Take the records below and set them down exactly, so that every line matches the original.

** Opening Data block **

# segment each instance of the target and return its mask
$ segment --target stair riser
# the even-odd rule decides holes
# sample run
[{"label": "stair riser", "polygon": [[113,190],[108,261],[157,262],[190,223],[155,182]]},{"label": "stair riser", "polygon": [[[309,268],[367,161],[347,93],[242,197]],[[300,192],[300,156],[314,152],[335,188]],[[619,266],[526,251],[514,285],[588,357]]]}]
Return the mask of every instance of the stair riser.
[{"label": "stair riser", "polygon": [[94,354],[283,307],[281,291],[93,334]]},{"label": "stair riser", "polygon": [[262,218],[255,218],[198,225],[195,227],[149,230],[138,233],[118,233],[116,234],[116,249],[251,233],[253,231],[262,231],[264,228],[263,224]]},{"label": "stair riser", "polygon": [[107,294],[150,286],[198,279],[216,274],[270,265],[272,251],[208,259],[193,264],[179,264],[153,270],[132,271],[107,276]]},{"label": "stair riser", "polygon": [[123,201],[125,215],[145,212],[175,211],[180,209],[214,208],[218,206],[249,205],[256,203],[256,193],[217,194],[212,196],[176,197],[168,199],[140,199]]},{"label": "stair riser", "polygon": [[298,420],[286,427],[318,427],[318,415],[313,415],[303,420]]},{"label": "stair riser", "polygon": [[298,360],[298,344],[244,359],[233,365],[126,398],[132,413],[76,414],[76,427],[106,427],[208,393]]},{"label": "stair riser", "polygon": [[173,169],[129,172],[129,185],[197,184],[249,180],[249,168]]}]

** Closing Data block **

### [Worked solution]
# segment each instance of the target and return its mask
$ segment --target stair riser
# the even-odd rule decides holes
# sample run
[{"label": "stair riser", "polygon": [[113,190],[108,261],[157,262],[190,223],[155,182]]},{"label": "stair riser", "polygon": [[[309,268],[367,161],[347,93],[242,197]],[[300,192],[300,156],[314,152],[335,188]],[[619,266],[526,251],[514,285],[588,357]]]}]
Return the mask of every instance of the stair riser.
[{"label": "stair riser", "polygon": [[94,354],[283,307],[281,291],[93,334]]},{"label": "stair riser", "polygon": [[262,218],[255,218],[198,225],[195,227],[149,230],[138,233],[118,233],[116,234],[116,249],[251,233],[253,231],[262,231],[264,228],[263,224]]},{"label": "stair riser", "polygon": [[107,294],[150,286],[198,279],[216,274],[270,265],[272,251],[208,259],[193,264],[179,264],[153,270],[132,271],[107,276]]},{"label": "stair riser", "polygon": [[123,201],[125,215],[145,212],[175,211],[180,209],[214,208],[218,206],[249,205],[256,203],[256,193],[217,194],[212,196],[176,197],[168,199],[140,199]]},{"label": "stair riser", "polygon": [[298,420],[286,427],[318,427],[318,415],[313,415],[303,420]]},{"label": "stair riser", "polygon": [[298,360],[298,344],[244,359],[233,365],[126,398],[132,413],[76,414],[76,427],[106,427],[208,393]]},{"label": "stair riser", "polygon": [[173,169],[129,172],[129,185],[197,184],[249,180],[249,168]]}]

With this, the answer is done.